Exercise objective — Gather every line in the material below that contains the string "shorts" and list them.

Collected data entries
__________________________________________________
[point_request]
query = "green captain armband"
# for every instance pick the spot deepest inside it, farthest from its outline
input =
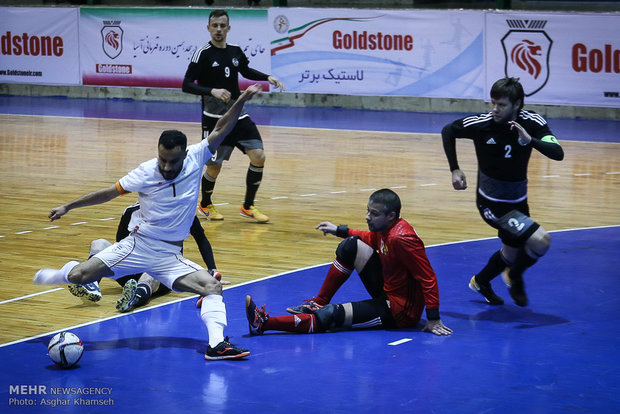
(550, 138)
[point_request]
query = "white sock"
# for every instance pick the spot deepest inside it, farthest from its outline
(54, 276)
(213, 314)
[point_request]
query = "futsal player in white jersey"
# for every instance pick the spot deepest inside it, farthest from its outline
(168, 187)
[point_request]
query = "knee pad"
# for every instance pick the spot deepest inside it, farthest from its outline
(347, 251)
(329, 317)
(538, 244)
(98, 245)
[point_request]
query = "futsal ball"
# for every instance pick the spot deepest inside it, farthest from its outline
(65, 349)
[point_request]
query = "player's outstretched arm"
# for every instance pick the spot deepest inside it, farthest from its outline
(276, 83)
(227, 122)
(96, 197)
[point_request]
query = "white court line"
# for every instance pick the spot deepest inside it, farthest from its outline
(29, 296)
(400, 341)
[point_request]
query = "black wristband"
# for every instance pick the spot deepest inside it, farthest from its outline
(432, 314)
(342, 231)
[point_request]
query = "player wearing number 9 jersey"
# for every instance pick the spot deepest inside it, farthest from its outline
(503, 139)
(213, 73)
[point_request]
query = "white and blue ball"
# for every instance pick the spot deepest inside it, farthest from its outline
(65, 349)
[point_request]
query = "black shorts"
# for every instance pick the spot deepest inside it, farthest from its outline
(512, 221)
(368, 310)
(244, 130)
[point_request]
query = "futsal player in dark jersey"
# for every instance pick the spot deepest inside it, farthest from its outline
__________________________________________________
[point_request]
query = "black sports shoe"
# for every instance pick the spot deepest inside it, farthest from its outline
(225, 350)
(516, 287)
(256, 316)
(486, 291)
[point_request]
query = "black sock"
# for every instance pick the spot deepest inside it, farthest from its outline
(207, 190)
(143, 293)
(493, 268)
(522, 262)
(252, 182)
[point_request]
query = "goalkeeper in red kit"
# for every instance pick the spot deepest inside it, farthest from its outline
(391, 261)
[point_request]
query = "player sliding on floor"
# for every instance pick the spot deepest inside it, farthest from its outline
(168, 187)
__________________________________________________
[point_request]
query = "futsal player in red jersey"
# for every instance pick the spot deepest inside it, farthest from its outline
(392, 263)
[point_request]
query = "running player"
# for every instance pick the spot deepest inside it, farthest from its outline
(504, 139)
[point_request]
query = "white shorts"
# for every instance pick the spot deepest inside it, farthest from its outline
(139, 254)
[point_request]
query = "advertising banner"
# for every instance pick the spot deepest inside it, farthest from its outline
__________________________________________________
Finished exercise —
query = "black shorts"
query = "white shorts"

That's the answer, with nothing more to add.